◆ **STATED PROBLEM 1**
In the results release below, restate the paragraph beginning "Janik noted" as a brief bulleted list that keeps its main facts.
◆ **STATED PROBLEM 2**
Gather every line of the records that contains the word "green", treating uppercase and lowercase as different.

◆ **ARTICLE**
Work Truck Solutions Segment Third
Quarter 2024 Results
$ in millions (except Adjusted EBITDA Margin) |
Q3 2024 |
Q3 2023 |
Net Sales |
$69.1 |
|
$68.2 |
|
Adjusted EBITDA |
$7.2 |
|
$5.0 |
|
Adjusted EBITDA Margin |
10.4 |
% |
7.3 |
% |
- Work Truck Solutions delivered
strong results with Net Sales of $69.1 million, relatively flat to
last year, with volumes slightly down, offset by higher price
realization.
- Adjusted EBITDA increased 44% to $7.2 million, with margins of
10.4%, a 310-basis point improvement, and the highest third quarter
margin on record. The improvements were based on price increase
realization, and improved efficiencies, primarily at
Henderson.
Janik noted, “We are pleased with the ongoing
improvements in our Solutions businesses, which generated record
third quarter results this quarter. The profitability shown this
quarter exceeded our expectations. Results were also strong on a
year-to-date basis, with Adjusted EBITDA margins more than doubling
to 9.5% when compared to the previous year. These results continue
to validate the progress we are making towards our growth and
profitability goals, which are very much achievable over the near-
to medium-term.”
Dividend & Liquidity
- On a year-to-date basis, Net cash
used in operating activities decreased $30.9 million
in 2024 compared to 2023. The improvement relates to
favorable changes in working capital, including decreases in
cash used in accounts payable, accounts receivable, and
inventory.
- Free cash flow for the nine months
ended September 30, 2024 was ($37.3) million compared to
($71.9) million in the corresponding period in 2023. The
increase of $34.6 million is primarily a result of
lower cash used in operating
activities.
- Proceeds from the sale leaseback
transaction favorably impacted cash provided by investing
activities by $64.2 million. Proceeds of $42.0 million were used in
financing activities to voluntarily prepay long-term debt.
- As of September 30, 2024, we had
$90.9 million of total liquidity, comprised of
$8.4 million in cash and cash equivalents and
$82.5 million of borrowing availability under our revolving
credit facility.
- The previously amended leverage
ratio covenant under our credit agreement returned to 3.5X on
September 30, 2024. Following the voluntary pre-payment of debt
during the quarter, the Company’s leverage ratio at the end of the
third quarter was 2.6X.
- A quarterly cash dividend of $0.295
per share of the Company's common stock was paid on September 30,
2024, to stockholders of record on September 16, 2024.
2024 Outlook
Sarah Lauber, Executive Vice President, and CFO
explained, “The recent strong performance and positive near-term
outlook for Work Truck Solutions means that segment is poised to
deliver improved full year results for the third year in a row.

◆ **DATASET EXTRACT**
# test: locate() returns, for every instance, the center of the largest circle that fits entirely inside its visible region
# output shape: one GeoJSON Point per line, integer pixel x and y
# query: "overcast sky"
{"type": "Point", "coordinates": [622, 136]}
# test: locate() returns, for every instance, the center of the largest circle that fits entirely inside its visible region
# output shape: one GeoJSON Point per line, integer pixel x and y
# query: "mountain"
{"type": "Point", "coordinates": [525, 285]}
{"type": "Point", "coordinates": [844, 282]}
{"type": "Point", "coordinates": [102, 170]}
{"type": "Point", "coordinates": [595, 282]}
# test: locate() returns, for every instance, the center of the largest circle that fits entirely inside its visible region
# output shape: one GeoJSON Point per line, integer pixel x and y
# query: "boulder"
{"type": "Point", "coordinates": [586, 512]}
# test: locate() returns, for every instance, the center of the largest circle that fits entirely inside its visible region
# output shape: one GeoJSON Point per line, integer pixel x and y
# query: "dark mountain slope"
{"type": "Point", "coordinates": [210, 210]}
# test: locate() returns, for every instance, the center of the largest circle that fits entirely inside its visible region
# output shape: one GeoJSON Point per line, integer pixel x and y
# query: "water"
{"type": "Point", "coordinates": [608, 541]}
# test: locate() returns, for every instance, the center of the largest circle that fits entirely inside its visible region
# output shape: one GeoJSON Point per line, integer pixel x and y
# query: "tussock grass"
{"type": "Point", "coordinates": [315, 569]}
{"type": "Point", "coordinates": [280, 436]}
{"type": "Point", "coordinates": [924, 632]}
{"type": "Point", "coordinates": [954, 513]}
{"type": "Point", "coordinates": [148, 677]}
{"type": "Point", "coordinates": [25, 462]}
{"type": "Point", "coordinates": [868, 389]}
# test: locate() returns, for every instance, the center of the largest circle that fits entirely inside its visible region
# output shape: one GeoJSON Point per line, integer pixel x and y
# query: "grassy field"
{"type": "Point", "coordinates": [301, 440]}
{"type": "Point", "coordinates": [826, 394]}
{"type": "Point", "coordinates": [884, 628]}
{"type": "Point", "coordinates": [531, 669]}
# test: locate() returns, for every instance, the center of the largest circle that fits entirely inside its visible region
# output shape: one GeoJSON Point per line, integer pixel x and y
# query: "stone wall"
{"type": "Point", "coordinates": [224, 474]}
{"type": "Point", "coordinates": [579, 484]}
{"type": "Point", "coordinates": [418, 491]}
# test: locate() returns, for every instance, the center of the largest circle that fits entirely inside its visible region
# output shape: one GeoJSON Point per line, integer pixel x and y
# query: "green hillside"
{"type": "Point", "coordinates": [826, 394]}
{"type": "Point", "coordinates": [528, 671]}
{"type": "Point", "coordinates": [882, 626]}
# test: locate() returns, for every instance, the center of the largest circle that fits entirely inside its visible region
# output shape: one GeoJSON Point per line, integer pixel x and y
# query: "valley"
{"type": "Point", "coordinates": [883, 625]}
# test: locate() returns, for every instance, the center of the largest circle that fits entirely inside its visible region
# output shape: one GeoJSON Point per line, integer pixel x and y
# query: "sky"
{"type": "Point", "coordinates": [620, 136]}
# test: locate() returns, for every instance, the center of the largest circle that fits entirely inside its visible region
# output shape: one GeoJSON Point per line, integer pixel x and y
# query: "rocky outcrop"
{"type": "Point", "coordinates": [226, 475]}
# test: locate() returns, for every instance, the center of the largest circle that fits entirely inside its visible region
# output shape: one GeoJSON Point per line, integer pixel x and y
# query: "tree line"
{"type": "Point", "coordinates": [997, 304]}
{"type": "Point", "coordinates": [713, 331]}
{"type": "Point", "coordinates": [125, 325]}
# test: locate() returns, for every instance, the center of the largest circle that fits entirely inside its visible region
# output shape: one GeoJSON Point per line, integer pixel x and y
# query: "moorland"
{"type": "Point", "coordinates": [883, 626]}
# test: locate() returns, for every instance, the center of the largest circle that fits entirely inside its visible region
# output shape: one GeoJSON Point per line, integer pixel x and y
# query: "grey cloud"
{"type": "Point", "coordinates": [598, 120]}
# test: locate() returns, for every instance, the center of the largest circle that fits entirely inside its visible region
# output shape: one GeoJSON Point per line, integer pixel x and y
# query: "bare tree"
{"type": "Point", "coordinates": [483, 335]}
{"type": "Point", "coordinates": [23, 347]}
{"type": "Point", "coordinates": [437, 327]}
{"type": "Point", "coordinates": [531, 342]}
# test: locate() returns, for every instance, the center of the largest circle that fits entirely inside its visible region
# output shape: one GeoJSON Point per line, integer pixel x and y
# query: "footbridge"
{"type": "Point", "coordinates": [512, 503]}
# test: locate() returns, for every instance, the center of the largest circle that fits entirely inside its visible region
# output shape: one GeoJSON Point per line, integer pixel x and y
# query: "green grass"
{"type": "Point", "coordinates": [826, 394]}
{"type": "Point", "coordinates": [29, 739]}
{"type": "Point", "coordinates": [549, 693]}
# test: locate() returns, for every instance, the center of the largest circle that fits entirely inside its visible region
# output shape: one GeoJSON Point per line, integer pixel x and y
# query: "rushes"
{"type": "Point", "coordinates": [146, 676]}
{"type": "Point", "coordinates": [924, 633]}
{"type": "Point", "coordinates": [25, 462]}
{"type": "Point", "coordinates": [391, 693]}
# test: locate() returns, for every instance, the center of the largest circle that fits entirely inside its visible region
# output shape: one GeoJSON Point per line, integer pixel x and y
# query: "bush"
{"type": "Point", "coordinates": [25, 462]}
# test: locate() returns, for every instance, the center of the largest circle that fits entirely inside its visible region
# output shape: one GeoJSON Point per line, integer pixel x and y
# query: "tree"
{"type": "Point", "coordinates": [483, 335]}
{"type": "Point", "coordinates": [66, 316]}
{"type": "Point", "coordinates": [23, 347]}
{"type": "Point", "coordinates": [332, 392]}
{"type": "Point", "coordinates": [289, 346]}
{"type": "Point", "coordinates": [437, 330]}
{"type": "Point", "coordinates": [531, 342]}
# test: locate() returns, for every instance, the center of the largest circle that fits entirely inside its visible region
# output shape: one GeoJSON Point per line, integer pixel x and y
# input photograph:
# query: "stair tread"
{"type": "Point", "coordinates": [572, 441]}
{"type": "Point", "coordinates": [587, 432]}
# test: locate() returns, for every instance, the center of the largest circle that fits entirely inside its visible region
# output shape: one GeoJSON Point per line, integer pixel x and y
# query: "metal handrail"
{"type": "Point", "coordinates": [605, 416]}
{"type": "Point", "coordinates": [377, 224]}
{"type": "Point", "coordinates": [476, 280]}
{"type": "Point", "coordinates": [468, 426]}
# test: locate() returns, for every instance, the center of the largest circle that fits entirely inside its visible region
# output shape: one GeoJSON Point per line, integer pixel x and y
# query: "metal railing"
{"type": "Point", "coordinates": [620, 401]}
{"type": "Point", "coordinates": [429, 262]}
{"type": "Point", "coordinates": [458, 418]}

◆ **WORKED ANSWER 1**
- The Solutions businesses keep improving and produced record third quarter results.
- Profitability this quarter exceeded expectations.
- Year-to-date results were also strong, with Adjusted EBITDA margins more than doubling to 9.5% compared with the previous year.
- The results validate progress toward growth and profitability goals, which are achievable over the near- to medium-term.

◆ **WORKED ANSWER 2**
# query: "green hillside"
# query: "green grass"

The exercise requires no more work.